## TASK DETAILS
Find every line below where the word "blue" occurs. Then say how many there are, giving only the number.

Items listed in a dataset:

%%

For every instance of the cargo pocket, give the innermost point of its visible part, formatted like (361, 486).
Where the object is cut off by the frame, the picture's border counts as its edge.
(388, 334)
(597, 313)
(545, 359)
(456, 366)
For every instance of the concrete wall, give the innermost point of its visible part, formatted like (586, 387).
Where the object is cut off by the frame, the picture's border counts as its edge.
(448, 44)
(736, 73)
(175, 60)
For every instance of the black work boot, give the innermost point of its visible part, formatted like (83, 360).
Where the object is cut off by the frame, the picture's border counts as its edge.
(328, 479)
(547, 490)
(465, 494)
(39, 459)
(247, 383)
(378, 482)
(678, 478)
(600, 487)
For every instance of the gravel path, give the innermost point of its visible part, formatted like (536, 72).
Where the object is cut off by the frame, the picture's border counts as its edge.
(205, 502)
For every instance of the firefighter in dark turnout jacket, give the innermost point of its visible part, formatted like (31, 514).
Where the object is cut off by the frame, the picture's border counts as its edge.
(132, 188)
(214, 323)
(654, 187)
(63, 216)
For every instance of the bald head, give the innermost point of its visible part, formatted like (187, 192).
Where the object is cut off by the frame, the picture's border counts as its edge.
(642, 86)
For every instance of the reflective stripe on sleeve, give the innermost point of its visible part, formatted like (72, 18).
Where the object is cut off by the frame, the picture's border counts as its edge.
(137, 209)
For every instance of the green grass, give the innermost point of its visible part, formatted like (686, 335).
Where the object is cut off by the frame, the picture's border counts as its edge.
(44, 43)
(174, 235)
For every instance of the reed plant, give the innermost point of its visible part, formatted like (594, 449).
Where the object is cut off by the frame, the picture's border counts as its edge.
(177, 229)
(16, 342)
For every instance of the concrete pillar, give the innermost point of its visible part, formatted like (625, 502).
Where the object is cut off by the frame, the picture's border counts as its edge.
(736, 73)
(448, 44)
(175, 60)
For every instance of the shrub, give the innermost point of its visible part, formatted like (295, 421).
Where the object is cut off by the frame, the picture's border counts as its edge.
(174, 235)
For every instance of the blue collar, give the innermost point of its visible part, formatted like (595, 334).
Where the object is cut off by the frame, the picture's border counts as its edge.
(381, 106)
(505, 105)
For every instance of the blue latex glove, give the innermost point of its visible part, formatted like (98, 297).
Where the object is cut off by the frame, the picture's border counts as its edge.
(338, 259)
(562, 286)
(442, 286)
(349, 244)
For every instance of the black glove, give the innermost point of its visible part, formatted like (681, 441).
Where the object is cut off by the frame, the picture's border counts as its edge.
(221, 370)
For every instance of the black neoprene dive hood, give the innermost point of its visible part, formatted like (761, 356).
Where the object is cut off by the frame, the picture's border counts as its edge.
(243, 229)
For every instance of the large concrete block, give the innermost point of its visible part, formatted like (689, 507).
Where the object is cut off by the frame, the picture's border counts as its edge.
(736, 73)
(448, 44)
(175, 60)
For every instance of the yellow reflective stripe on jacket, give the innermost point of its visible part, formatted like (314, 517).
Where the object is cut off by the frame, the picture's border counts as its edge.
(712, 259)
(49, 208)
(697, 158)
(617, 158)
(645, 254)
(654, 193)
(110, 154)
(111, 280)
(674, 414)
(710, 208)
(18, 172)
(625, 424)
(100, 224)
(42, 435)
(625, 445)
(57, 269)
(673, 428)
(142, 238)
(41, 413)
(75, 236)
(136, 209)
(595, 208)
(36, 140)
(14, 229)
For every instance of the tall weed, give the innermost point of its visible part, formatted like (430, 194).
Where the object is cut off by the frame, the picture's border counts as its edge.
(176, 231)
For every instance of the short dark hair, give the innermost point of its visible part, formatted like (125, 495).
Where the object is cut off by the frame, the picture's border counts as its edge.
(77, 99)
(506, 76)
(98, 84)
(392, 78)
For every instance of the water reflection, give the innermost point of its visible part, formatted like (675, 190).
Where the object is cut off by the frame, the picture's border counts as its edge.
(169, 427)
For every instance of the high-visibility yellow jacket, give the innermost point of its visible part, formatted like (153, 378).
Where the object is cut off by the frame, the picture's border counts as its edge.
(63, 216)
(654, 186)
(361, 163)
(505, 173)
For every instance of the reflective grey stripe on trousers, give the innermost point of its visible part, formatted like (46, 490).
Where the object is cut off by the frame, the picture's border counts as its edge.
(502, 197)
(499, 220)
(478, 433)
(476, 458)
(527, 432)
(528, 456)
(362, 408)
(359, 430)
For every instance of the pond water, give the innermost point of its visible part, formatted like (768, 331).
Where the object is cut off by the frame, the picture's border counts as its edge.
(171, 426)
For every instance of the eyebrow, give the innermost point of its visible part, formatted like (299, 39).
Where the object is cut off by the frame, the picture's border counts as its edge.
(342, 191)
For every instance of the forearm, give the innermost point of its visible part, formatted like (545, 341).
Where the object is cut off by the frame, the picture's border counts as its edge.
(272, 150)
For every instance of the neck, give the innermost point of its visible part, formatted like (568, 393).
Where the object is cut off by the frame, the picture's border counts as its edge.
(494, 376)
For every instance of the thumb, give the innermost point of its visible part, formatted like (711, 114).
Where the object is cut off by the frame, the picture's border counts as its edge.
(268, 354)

%%

## ANSWER AREA
2